> [RECORDS FOR THIS EXERCISE]:
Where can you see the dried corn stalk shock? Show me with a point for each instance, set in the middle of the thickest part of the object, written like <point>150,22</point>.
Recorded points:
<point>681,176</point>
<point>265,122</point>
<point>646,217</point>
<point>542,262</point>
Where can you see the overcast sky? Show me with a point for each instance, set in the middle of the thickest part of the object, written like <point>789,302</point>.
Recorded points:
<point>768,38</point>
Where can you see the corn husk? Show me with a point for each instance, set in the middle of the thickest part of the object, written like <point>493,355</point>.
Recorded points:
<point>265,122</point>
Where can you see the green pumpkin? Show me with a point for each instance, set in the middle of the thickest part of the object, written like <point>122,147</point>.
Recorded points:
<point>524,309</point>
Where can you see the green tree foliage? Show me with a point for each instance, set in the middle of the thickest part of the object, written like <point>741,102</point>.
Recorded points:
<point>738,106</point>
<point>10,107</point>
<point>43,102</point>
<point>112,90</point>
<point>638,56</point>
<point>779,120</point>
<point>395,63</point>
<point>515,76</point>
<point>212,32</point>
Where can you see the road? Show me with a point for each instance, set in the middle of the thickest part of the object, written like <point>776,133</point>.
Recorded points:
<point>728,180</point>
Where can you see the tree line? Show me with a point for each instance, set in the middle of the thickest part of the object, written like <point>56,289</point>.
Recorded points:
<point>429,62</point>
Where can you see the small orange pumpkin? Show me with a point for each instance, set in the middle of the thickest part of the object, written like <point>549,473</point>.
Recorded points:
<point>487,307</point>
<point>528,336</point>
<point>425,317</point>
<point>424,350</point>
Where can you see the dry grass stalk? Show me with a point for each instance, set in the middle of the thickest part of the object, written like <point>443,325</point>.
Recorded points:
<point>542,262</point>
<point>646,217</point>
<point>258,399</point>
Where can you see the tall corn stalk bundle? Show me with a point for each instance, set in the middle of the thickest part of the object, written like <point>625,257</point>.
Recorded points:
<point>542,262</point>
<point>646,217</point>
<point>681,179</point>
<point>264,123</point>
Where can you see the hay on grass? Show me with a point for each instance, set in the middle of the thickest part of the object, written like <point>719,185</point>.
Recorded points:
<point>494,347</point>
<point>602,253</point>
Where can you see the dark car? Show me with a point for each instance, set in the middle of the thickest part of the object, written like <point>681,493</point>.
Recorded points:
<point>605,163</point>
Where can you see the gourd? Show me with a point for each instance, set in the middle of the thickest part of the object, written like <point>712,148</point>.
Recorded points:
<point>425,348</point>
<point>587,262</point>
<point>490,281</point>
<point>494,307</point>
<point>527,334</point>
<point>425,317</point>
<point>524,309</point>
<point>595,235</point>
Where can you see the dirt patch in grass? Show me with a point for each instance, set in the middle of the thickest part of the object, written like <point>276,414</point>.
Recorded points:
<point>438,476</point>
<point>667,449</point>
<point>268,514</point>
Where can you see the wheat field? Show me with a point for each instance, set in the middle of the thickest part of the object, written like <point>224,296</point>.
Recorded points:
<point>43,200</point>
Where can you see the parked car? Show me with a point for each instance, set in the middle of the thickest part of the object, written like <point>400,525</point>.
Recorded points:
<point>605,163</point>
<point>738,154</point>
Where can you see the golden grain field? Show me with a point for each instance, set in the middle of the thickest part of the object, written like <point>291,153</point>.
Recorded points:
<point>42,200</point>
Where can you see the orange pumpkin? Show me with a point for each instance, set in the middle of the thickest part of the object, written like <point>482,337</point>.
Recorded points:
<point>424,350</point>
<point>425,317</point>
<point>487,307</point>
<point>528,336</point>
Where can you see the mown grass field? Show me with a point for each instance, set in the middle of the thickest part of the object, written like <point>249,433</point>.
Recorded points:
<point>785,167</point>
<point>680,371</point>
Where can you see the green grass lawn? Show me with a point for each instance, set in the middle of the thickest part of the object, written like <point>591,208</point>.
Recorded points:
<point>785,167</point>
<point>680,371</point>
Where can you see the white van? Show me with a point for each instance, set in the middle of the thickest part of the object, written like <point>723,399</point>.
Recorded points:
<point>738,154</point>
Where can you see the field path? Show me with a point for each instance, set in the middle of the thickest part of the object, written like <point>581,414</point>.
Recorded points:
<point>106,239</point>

> [THE PROBLEM]:
Rewrite the data above so that every "thickest part" becomes "widest part", with everything else left the same.

> [FULL OUTPUT]:
Where can you see the dried corn stalk shock? Show me with a point for each instance, set in the middle of the widest part of the object, written like <point>150,22</point>.
Recorded points:
<point>681,176</point>
<point>265,122</point>
<point>646,217</point>
<point>542,262</point>
Where can you see the overcast sky? Show me with a point for each instance, set in the middle of the widest part of the object, written like <point>789,302</point>.
Recorded points:
<point>768,38</point>
Where can you see the corn husk? Show me with a point for each instance, set in the middle of the widest part of the object, written like <point>493,355</point>.
Recorded points:
<point>265,122</point>
Where can you see the green pumpkin? Show me with a point for each instance, set in the middle of the widest part of the object, written like <point>122,147</point>.
Recorded points:
<point>524,309</point>
Where can you see the green tree foliage? Show me with a point for each instance, set in the middle of the widest part of the object, written like <point>741,102</point>.
Recorded points:
<point>738,106</point>
<point>10,107</point>
<point>43,102</point>
<point>112,90</point>
<point>638,56</point>
<point>779,120</point>
<point>395,63</point>
<point>515,76</point>
<point>212,32</point>
Where can you see the road? Show me with a point for each instance, set in the middle of the widest part of the object, written like <point>776,133</point>.
Recorded points:
<point>728,180</point>
Where can you see the tree line? Show me with a point for each instance, set in the middle of the widest part of the object, written like <point>56,289</point>.
Recorded points:
<point>429,62</point>
Where can you see the small orange pumpkin? Show me with a point for each instance, set in the middle of the widest part of the object, written like <point>549,473</point>.
Recorded points:
<point>487,307</point>
<point>528,336</point>
<point>425,317</point>
<point>424,350</point>
Where can you see the dry grass stalk? Show me with a point for each instance, set in the middle of the widest part of the object, written like <point>443,325</point>.
Recorded points:
<point>542,262</point>
<point>646,217</point>
<point>258,399</point>
Where can you see the tall corn stalk bundle? Show me with a point for each instance, set in the middle of the widest part of the object, written like <point>625,257</point>.
Recorded points:
<point>542,262</point>
<point>646,217</point>
<point>681,179</point>
<point>264,123</point>
Where can you see the hay on grass? Show me with a point for each instance, set in the middle of the widest part of the object, written like <point>719,185</point>.
Recorded points:
<point>494,347</point>
<point>602,253</point>
Where can you see the dark car? Show me with a point for each instance, set in the middle of the widest part of the object, written like <point>681,493</point>.
Recorded points:
<point>605,163</point>
Where can you see the gourd? Show me with a point for each instance, set in the middle of the widest part of the object, written like <point>712,148</point>.
Recorded points:
<point>425,348</point>
<point>587,262</point>
<point>490,281</point>
<point>494,307</point>
<point>527,334</point>
<point>425,317</point>
<point>524,309</point>
<point>595,235</point>
Where can you see the dirt patch in grass? Show me with a point for each instance, set in the middle of the widest part of the object, written like <point>276,414</point>.
Recorded points:
<point>438,476</point>
<point>667,449</point>
<point>268,514</point>
Where can you see the wheat field? Show me with a point for each instance, set in the middle of the widest part of the object, written like <point>224,296</point>.
Recorded points:
<point>43,200</point>
Where can you see the parked car? Show me with a point for each instance, set in the middle of the widest part of the object, written like <point>400,525</point>.
Recorded points:
<point>605,163</point>
<point>738,154</point>
Where can you see the golden grain field? Show me with a point for each instance, set in the middle of the widest part of the object, written like <point>291,153</point>.
Recorded points:
<point>42,200</point>
Where can you see the orange pumpkin? Show me with a point for each instance, set in the middle of the widest part of the object, written like <point>482,337</point>.
Recorded points:
<point>424,350</point>
<point>425,317</point>
<point>487,307</point>
<point>528,336</point>
Where can you see the mown grass field? Show me with a point for each instance, set in the middle of the widest part of the object, written like <point>249,433</point>.
Recorded points:
<point>785,167</point>
<point>680,371</point>
Where can you see the green grass lawn? Show me with a point for each instance, set in the middle of the widest part of the object, written like <point>591,208</point>.
Recorded points:
<point>785,167</point>
<point>680,371</point>
Where can you see the white van? Show me with a point for each instance, set in the middle of the widest part of the object, written like <point>723,399</point>.
Recorded points:
<point>738,154</point>
Where can you see the field path? Show me with a point for each instance, set in the middle of the widest part of the object, written like <point>581,414</point>.
Recorded points:
<point>106,239</point>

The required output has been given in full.